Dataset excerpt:

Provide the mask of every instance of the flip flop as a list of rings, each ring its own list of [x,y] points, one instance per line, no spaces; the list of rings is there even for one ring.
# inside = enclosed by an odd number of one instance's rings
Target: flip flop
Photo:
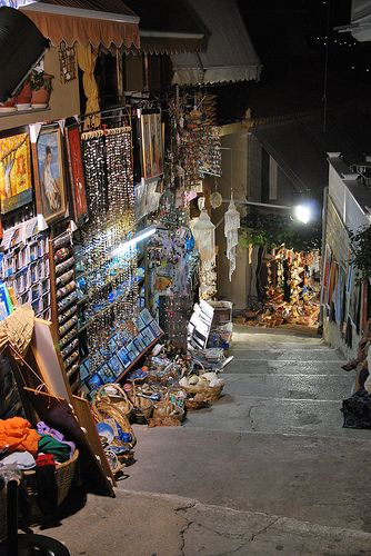
[[[353,370],[355,369],[357,365],[352,365],[351,363],[347,363],[347,365],[342,365],[341,368],[344,370]]]

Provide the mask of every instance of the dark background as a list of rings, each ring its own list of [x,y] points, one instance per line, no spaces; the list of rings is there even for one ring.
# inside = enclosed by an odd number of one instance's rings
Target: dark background
[[[350,23],[351,0],[239,0],[263,64],[260,82],[214,87],[221,123],[371,99],[371,43],[334,27]],[[327,71],[325,59],[328,57]],[[365,108],[368,110],[368,108]]]

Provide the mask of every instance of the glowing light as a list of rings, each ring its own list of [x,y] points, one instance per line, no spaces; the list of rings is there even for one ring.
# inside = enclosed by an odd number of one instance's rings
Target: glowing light
[[[120,244],[116,249],[113,249],[112,256],[122,255],[124,251],[130,249],[130,247],[134,247],[139,241],[142,241],[143,239],[152,236],[156,232],[156,226],[149,226],[148,228],[144,228],[142,231],[128,239],[128,241],[123,241],[123,244]]]
[[[311,219],[311,209],[307,205],[297,205],[293,215],[300,222],[308,224]]]

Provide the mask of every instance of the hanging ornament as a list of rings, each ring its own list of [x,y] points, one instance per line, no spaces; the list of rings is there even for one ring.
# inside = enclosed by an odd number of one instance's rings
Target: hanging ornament
[[[210,195],[210,205],[212,208],[219,208],[223,202],[223,198],[218,191],[218,180],[215,179],[215,190]]]
[[[211,299],[217,291],[215,227],[203,208],[192,227],[195,248],[200,254],[200,297]]]
[[[233,193],[228,210],[224,215],[224,236],[227,238],[227,258],[229,260],[229,280],[235,270],[235,248],[239,242],[240,212],[233,202]]]
[[[215,227],[210,220],[205,208],[201,210],[192,231],[201,260],[213,260],[215,257]]]

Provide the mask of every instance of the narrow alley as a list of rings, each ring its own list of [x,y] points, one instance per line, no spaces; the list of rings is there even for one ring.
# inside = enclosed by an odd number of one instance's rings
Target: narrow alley
[[[138,427],[118,498],[90,496],[52,529],[71,554],[371,554],[371,439],[342,428],[342,358],[314,334],[239,326],[232,354],[218,404]]]

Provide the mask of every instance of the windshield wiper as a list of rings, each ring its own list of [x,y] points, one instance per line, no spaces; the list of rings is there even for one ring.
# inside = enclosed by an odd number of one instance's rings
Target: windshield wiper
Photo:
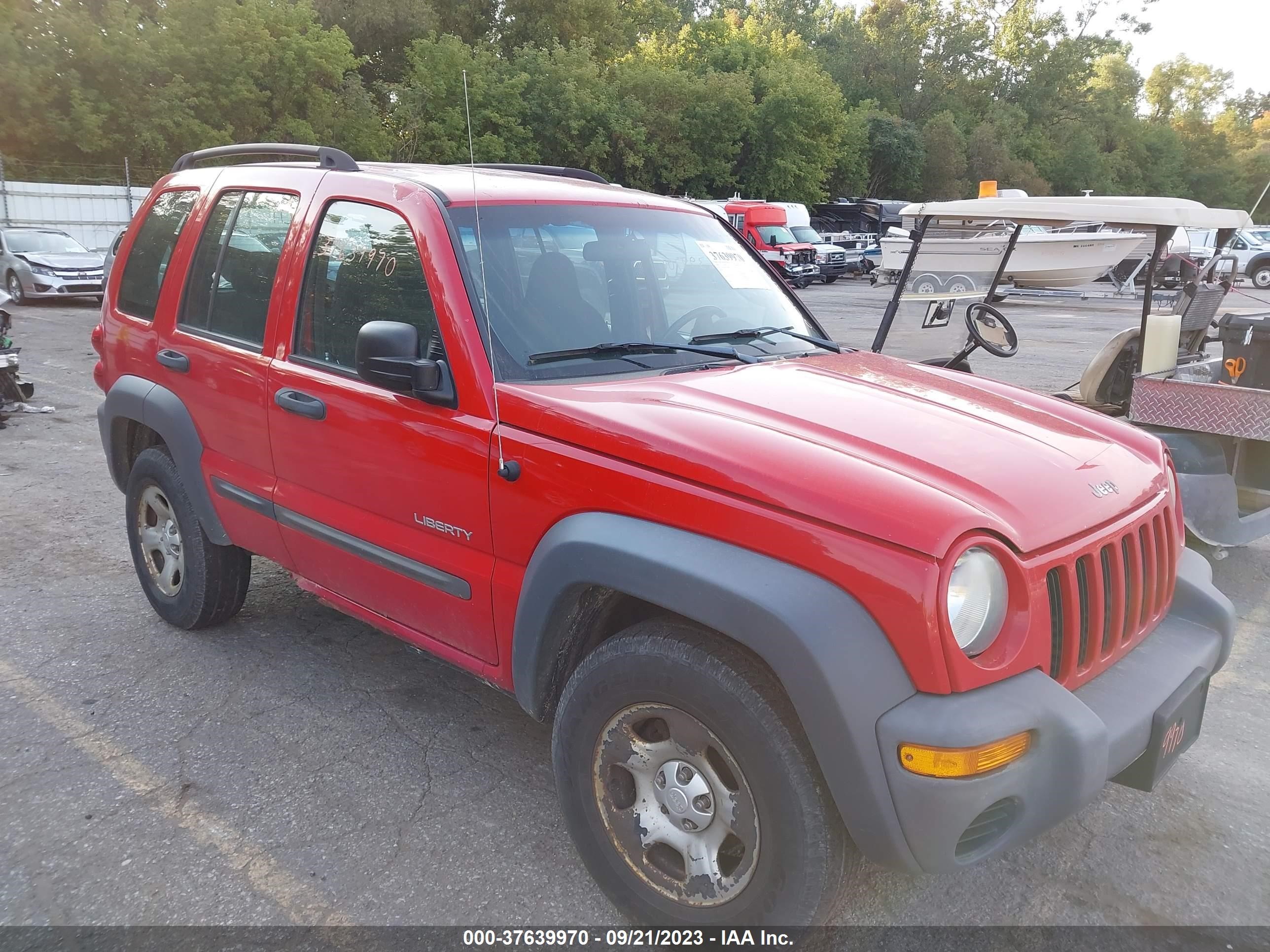
[[[616,354],[669,354],[676,350],[690,350],[693,354],[706,354],[707,357],[721,357],[742,363],[757,363],[757,357],[738,354],[733,347],[698,347],[696,340],[691,344],[663,344],[648,340],[632,340],[627,343],[592,344],[591,347],[575,347],[568,350],[544,350],[540,354],[530,354],[530,363],[551,363],[552,360],[573,360],[578,357],[611,357]]]
[[[790,327],[745,327],[744,330],[729,330],[720,334],[700,334],[692,338],[693,344],[711,344],[716,340],[744,340],[745,338],[767,338],[772,334],[787,334],[791,338],[798,338],[799,340],[805,340],[808,344],[815,344],[817,347],[823,347],[826,350],[832,350],[836,354],[842,353],[842,348],[834,344],[832,340],[826,340],[824,338],[813,338],[809,334],[799,334]]]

= Exercise instructions =
All lines from the line containing "Provide the mask of every instance of the narrow" through the end of the listing above are to be given again exactly; pictures are not part of the copy.

= Worked answer =
Provide the mask of every instance of the narrow alley as a list of rings, each ring its own list of [x,y] points, one instance per line, no spaces; the list of rings is there even for one ring.
# inside = enclosed by an odd number of one instance's rings
Target: narrow alley
[[[138,427],[118,498],[90,496],[52,529],[71,554],[371,554],[371,439],[342,428],[342,358],[314,334],[239,326],[232,354],[218,404]]]

Provide the mask of every instance of the windshield wiper as a list of rings, each ring its own list of [x,y] points, one instance per line, no spaces; the list of rings is there even for one ring.
# inside = enclosed by an odd number of one instance's rings
Target: windshield wiper
Photo:
[[[616,354],[669,354],[676,350],[690,350],[693,354],[706,354],[707,357],[721,357],[742,363],[757,363],[757,357],[738,354],[733,347],[698,347],[696,340],[691,344],[663,344],[648,340],[632,340],[627,343],[592,344],[591,347],[575,347],[568,350],[544,350],[540,354],[530,354],[530,363],[551,363],[552,360],[573,360],[578,357],[611,357]]]
[[[790,327],[745,327],[744,330],[729,330],[720,334],[700,334],[692,338],[693,344],[711,344],[716,340],[744,340],[745,338],[767,338],[772,334],[787,334],[791,338],[798,338],[799,340],[805,340],[808,344],[815,344],[817,347],[823,347],[826,350],[832,350],[836,354],[842,353],[842,348],[834,344],[832,340],[826,340],[824,338],[813,338],[809,334],[799,334]]]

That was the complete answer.